* **WHAT TO PRODUCE**
Every record here should be printed again exactly.

## START INFORMATION PROVIDED

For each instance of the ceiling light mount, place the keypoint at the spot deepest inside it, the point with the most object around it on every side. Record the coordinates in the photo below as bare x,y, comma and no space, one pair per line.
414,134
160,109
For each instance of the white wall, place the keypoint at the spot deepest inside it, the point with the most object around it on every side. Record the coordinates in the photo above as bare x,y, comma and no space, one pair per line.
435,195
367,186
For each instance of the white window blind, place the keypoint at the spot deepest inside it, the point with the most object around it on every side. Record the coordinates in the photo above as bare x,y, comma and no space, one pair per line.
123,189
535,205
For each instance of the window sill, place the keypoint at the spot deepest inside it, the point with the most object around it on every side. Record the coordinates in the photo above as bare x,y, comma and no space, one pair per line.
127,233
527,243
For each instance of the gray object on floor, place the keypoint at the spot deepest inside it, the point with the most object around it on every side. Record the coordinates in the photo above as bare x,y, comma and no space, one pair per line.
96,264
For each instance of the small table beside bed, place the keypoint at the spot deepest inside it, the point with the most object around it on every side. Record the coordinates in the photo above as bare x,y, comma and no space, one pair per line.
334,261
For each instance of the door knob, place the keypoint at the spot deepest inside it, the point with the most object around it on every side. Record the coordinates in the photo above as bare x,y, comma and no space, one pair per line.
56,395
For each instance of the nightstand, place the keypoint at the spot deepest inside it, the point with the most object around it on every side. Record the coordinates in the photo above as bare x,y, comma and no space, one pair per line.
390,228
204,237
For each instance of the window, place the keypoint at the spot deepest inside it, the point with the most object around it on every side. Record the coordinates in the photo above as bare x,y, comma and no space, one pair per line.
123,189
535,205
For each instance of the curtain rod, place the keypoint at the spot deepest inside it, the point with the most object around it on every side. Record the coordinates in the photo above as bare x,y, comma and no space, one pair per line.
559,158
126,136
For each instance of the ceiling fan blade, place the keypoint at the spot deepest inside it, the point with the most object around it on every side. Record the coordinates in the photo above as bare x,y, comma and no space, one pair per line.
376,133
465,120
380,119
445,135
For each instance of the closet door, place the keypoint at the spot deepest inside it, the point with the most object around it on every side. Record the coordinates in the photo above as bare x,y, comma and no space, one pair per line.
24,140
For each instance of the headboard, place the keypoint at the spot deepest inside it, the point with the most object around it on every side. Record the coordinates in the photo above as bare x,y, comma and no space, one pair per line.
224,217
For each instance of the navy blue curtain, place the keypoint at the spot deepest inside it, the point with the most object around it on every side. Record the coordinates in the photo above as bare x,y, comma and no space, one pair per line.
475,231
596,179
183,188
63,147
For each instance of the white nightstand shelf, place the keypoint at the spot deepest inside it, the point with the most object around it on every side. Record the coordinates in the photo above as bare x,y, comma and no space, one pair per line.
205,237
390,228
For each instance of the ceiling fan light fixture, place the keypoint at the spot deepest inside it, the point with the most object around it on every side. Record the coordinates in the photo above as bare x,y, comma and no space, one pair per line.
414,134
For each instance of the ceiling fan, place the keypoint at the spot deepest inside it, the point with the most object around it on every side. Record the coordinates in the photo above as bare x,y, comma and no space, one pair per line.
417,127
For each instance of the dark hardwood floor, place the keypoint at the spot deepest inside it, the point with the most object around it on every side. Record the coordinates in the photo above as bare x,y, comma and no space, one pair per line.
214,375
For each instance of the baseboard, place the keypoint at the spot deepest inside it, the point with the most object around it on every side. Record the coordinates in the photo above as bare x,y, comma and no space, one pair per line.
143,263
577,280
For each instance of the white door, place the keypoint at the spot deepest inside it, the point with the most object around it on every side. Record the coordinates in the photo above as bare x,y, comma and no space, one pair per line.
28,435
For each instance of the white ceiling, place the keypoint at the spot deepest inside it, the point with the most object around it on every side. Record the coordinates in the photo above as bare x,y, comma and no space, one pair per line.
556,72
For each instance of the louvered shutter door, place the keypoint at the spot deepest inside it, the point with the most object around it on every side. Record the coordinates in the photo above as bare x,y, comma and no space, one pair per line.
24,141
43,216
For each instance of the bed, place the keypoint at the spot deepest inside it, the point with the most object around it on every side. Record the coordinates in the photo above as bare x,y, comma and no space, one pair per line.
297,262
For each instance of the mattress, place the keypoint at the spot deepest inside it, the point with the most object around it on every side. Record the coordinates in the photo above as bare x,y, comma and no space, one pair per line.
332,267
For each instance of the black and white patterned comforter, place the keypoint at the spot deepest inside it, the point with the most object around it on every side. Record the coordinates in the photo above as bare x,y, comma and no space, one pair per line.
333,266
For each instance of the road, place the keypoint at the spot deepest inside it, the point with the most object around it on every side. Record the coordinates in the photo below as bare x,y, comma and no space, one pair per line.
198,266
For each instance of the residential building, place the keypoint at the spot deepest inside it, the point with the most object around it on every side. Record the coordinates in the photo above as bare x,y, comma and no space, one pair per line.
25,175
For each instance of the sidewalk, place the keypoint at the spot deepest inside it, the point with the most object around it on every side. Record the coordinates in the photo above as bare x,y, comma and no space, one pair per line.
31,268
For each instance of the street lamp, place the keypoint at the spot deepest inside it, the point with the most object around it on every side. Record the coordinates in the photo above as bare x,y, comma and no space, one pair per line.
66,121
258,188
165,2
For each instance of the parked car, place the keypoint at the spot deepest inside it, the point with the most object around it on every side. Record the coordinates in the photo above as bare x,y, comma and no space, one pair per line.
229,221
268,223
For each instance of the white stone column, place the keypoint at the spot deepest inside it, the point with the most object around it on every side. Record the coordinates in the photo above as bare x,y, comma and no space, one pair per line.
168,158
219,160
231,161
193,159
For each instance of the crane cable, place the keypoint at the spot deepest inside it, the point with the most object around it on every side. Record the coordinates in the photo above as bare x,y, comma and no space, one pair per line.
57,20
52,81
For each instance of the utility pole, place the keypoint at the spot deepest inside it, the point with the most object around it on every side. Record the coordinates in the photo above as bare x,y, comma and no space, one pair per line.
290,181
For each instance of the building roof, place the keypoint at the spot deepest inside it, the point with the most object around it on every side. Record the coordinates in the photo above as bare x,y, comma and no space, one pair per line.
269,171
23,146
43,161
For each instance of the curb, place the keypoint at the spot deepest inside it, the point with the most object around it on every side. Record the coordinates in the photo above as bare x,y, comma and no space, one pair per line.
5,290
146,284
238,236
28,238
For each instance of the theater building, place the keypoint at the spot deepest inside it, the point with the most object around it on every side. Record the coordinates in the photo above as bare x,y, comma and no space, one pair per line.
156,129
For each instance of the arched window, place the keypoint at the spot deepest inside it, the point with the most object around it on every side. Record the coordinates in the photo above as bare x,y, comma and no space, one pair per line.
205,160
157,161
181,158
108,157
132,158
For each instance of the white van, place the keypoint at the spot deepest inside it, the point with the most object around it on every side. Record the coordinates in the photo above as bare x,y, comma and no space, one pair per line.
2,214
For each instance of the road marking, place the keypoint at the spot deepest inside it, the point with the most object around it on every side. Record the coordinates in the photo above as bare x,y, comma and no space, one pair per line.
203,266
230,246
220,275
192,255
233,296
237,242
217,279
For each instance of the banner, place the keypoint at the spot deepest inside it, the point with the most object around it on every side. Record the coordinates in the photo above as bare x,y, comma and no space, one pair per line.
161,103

## END INFORMATION PROVIDED

* **ANSWER TO THE EXERCISE**
For each instance of the ceiling light mount, place the keypoint at the spot deepest inside it, the point with the most object around it on every side. Record the coordinates in the photo below as bare x,y, comma and no space, one pair per line.
414,134
160,109
For each instance of the white wall, place the keypoint at the spot deepest inside it, the point with the most object around it on every side. Record the coordinates in the photo above as bare x,y, comma and no space, one pair per line.
435,195
367,186
For each instance of the white window blind, place the keypoint at the spot deepest inside it, the point with the most object around it on every side. Record the coordinates in the photo above as bare x,y, comma and no space, one pair per line.
123,189
535,205
For each instance of the window sill, place the keypoint at the spot deepest inside it, the point with the most object around it on every side. Record the coordinates in the photo above as bare x,y, comma and no space, one pair per line.
127,233
527,243
For each instance of the gray object on floor, place the keypoint at the spot deepest inside it, the point with the most object around it on every side. Record the coordinates in the photo above as bare x,y, comma and no space, one pair per line.
96,264
For each instance of the small table beside bed, place the keypoint at the spot deepest inside it, the point with the most object around it on every side. Record the coordinates in the photo above as bare x,y, comma and no space, one pair per line.
334,261
For each instance of the door knob, place the keypoint at the spot deepest inside it, the point with the most object around it on every side. Record the coordinates in the photo above as bare x,y, comma and no space, one pair per line.
56,395
For each instance of the nightstand, place the keypoint at the spot deepest inside it, the point with the most object around it on every side. Record the coordinates in the photo above as bare x,y, comma and no space, one pair per line.
390,228
204,237
For each instance of the window, place the keypoint at the spot deepest inside it, the point with the most object around it on every side. Record the coordinates in the photo above as bare x,y, comma and no space, one pair per line.
123,189
535,205
For each instance of the curtain rod, place the keypoint at the spot deepest inside it, the point with the most object around it on every side. Record the coordinates in the photo above as bare x,y, comma and no space, one pair per line.
559,158
126,136
For each instance of the ceiling fan blade, place the keypoint at the spot deepest inside it, the point with the most object around it on every side. Record the coordinates in the photo above as bare x,y, comma and no space, one pair per line.
376,133
465,120
380,119
445,135
For each instance of the closet door, place the keypoint at the spot deepest inside it, the point with the most object around it on every side. Record the coordinates in the photo above as bare x,y, comma and no space, one pair per line.
24,140
For each instance of the headboard, place the keypoint at the spot deepest inside it, the point with the most object around it on every side. Record the coordinates in the photo above as bare x,y, comma and no space, one pair per line.
224,217
For each instance of the navy blue curtain, place the keypoint at the spot deepest inside it, the point with the most object around it on every side. Record the coordinates in the photo above as bare x,y, comma and no space, one pair per line.
475,231
596,179
183,188
63,147
For each instance of the white nightstand shelf, place the keypoint at the spot deepest inside it, the point with the most object around it on every side. Record the coordinates in the photo above as bare x,y, comma and no space, one pair per line.
205,237
390,228
For each instance of the ceiling fan light fixture, place the keypoint at the spot deepest inside it, the point with the most object around it on every side. Record the coordinates in the photo above as bare x,y, comma and no space, one pair per line.
414,134
For each instance of the ceiling fan, place the keypoint at the spot deepest inside it, the point with the most object around it on every side. Record the coordinates in the photo above as bare x,y, comma and no space, one pair per line.
417,127
For each instance of the dark hardwood floor, place the keypoint at the spot deepest inside it, the point with the most object around it on every side. Record the coordinates in the photo above as bare x,y, comma and no space, one pair per line.
214,375
For each instance of the baseboard, place the keypoint at the spot deepest inside it, the point with the most object around it on every side. Record the coordinates in the photo above as bare x,y, comma and no space, one pair per line.
143,263
577,280
For each instance of the white door, place the keypoint at the spot deepest inside it, the point with the most object around it on every side. Record the coordinates in the photo above as bare x,y, comma and no space, one pair per line.
28,435
For each instance of the white ceiling, place the keypoint at the spot deepest inside it, the point with the most object around it on every side. Record the coordinates in the photo above as bare x,y, comma and no space, one pair per line.
556,72
For each instance of the louvered shutter door, place the keypoint at the spot deepest inside it, the point with the most object around it on every side. Record the coordinates in the photo above as bare x,y, comma and no space, one pair per line.
24,141
43,216
For each instance of the bed, place the keypoint at the spot deepest inside it, the point with the most object around it on every side. Record the coordinates in the photo above as bare x,y, comma and no space, one pair per line.
297,262
For each instance of the mattress, place the keypoint at the spot deepest inside it, the point with the most object around it on every side. Record the coordinates in the photo above as bare x,y, comma and no space, one pair per line.
332,267
For each instance of the black and white patterned comforter, place the keypoint at the spot deepest inside it, the point with the most object around it on every side. Record the coordinates in the photo above as bare x,y, comma and no space, one pair per line.
333,266
For each instance of the road, place the keypoint at the spot deepest inside it, the point with the most object around it on every side. Record the coordinates in the photo below as bare x,y, comma and no space, one pair per line.
198,266
For each instance of the residential building, place the keypoint at the spot deepest inside it, the point with the most object around it on every side. Record the coordinates in the photo above as bare x,y, comma and no space, one pair per line.
25,175
For each instance of the sidewalk, place the keypoint at the spot deepest inside it, the point with the most object around it on every side. Record the coordinates in the photo above as bare x,y, comma and no space, one pair per line.
31,268
For each instance of the street lamp, place the keypoint at the spot deepest inside it, the point with the most object around it on every side. Record the coordinates in the photo above as bare x,y, comma and no space, one pair per line.
66,121
258,188
165,2
For each instance of the parked car, place the keypoint at the spot deepest inside it, the point with the most object around it on every side. Record the coordinates in the photo above as bare x,y, comma and no space, one pair per line.
229,221
268,223
For each instance of the white stone column, place the keypoint at the spot deepest inside it, the point with the most object around it on every side. Record the coordinates in the photo above as bare x,y, comma and no space, one pair per line.
168,158
219,160
231,161
193,159
For each instance of the crane cable, place the keypoint at the spot deepest inside it, the point with the most object around it on every side. Record the coordinates in the photo above as bare x,y, comma and no space, one pair per line.
57,20
52,81
For each instance of the utility pole, place the keypoint at the spot deepest inside it, the point with the most object around it on every side. Record the coordinates in the photo above as bare x,y, comma and no space, one pair per line.
290,181
For each instance of the building roof, place the keypoint at the spot deepest inside it, the point with the most object around it on every side. Record the coordinates in the photo above as bare x,y, comma and no space, one pair per line.
269,171
23,146
43,161
For each instance of the curb, place the keypoint at the spot deepest inside it, the point with the most object around it on every side. Record the coordinates in the photo above as bare x,y, comma and no space, one pair per line.
5,290
146,284
238,236
28,238
For each instance of the theater building, place the keypoint at the spot deepest inside it, the point with the most object around it on every side. Record the coordinates in the photo above as bare x,y, comma and no space, one pair per line.
156,129
For each instance of the arched window, place the keypoint at the spot deepest inside it, the point with the most object around it on every side. Record the coordinates in the photo above as bare x,y, comma and no space, one pair per line.
205,160
157,161
181,158
108,157
132,158
For each instance of the white van, place the keypoint at the spot deepest inside it, the point with the most object around it on every side. Record the coordinates in the photo above as bare x,y, comma and no space, one pair per line.
2,214
For each instance of the road marking, place the keypoint at the spot deepest inside it, the point with the most object around it on every side. Record the coordinates in the photo above as bare x,y, comma and no space, one pair per line.
203,266
230,246
220,275
192,255
233,296
237,242
217,279
For each instance of the banner, place the keypoint at the spot deepest inside it, the point with the most object around it on every side. Record the coordinates in the photo above as bare x,y, comma and no space, one pair per line.
161,103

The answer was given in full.